-- SELECTED PASSAGE start --

Important note: this page, and this repository more generally, are being constantly updated as experiments end and are ready to be posted, and so will change considerably as new material is added. As of January 9th 2023, this project is ongoing.
In this repository and on this page I will address the following questions: how can one transform an image (e.g. a random photograph) like the one on the left below1 to look like it was painted in the style of the middle image (Van Gogh's "The Starry Night"), perhaps obtaining a gif2 of the transformation like the one in the image below on the right? How long does it take to produce such results on regular laptop hardware? What kind of results are even possible?
Here are a few more samples, from runs of experiments that succeeded as well as ones that failed!
Brief description. In what follows I will report, in long form and with various Python scripts and Jupyter Notebooks, on experiements with transfer learning and more precisely neural style transfer. I will restrict to the scenario of transforming a photograph to look like a famous painting (Van Gogh's The Starry Night unless otherwise noted). The interest is at once
- practical: running times of various algorithms, optimization schemes, etc. on normal/old hardware
- and abstract: how pleasant and usable the results are.
I will use and report these two aspects as soft metrics throughout.
Idea, use case scenario, and some questions. Suppose an artist, owning normal or even past-its-prime hardware (perhaps a 7 or 10 year-old Macbook Pro/Air, perhaps a 3-4 year-old PC), would like to add neural style transfer to their techniques. Is this possible given the contraints? Is this feasible? Can subjectively interesting results be achieved given enough time? Is the investment in learning neural networks and using a machine learning platform worth it despite the possible impracticality of the actual algorithms and uselessness of the results generated? That is, can transfer learning be achived at the human level and the techniques be useful somewhere else down the pipeline? (The last question obviously transcends whether the user is an artist.) Is is sustainable? (Is it environmentally sustainable? Is electricity pricing making this prohibitive to do at home? Is it resource intensive to the point one has to dedicate a computer solely to the task?)

-- SELECTED PASSAGE end --

* WORK REQUIRED
Reproduce verbatim the passage of the neural style transfer page starting at "In this repository" and ending at "ones that failed!".

-- RECORD LIST start --

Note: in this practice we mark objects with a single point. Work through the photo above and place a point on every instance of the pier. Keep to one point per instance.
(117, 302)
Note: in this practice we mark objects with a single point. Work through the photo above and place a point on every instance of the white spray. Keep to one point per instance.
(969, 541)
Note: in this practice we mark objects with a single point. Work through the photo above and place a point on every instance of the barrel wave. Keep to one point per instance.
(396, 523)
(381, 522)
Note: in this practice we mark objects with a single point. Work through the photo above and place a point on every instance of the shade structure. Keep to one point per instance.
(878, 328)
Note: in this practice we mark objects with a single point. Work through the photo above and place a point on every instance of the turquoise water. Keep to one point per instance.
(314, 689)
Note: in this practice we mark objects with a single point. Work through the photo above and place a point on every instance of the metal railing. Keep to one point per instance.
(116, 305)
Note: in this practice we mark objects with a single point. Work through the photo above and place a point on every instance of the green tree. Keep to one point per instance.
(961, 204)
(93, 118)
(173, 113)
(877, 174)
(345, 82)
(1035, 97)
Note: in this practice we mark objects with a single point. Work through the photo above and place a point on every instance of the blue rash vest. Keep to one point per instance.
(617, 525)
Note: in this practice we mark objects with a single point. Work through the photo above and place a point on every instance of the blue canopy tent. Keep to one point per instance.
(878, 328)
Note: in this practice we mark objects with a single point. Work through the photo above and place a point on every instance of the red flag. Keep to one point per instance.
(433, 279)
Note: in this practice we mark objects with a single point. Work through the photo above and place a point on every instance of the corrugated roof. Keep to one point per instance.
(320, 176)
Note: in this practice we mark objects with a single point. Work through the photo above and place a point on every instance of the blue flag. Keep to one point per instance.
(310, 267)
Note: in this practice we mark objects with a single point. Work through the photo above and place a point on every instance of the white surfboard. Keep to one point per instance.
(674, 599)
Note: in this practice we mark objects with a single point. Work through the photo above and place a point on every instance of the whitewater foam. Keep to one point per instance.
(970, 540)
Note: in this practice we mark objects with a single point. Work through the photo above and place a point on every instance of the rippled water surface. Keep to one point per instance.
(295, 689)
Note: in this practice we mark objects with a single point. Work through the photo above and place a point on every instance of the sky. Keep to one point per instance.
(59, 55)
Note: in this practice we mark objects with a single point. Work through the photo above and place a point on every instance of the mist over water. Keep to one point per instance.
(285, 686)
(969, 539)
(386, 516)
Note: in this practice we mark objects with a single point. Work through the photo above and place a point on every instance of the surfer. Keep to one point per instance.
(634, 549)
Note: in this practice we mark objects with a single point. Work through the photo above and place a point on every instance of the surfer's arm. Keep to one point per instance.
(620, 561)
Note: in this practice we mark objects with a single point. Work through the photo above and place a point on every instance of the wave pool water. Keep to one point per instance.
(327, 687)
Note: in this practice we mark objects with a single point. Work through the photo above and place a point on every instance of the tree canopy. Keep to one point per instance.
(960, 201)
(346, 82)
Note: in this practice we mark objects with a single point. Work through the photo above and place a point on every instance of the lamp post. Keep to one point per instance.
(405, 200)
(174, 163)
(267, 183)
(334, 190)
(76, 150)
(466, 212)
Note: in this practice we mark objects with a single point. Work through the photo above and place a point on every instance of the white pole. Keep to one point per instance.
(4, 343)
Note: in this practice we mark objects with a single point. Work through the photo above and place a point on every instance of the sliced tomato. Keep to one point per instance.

-- RECORD LIST end --

* WRITTEN RESPONSE
In this repository and on this page I will address the following questions: how can one transform an image (e.g. a random photograph) like the one on the left below1 to look like it was painted in the style of the middle image (Van Gogh's "The Starry Night"), perhaps obtaining a gif2 of the transformation like the one in the image below on the right? How long does it take to produce such results on regular laptop hardware? What kind of results are even possible?
Here are a few more samples, from runs of experiments that succeeded as well as ones that failed!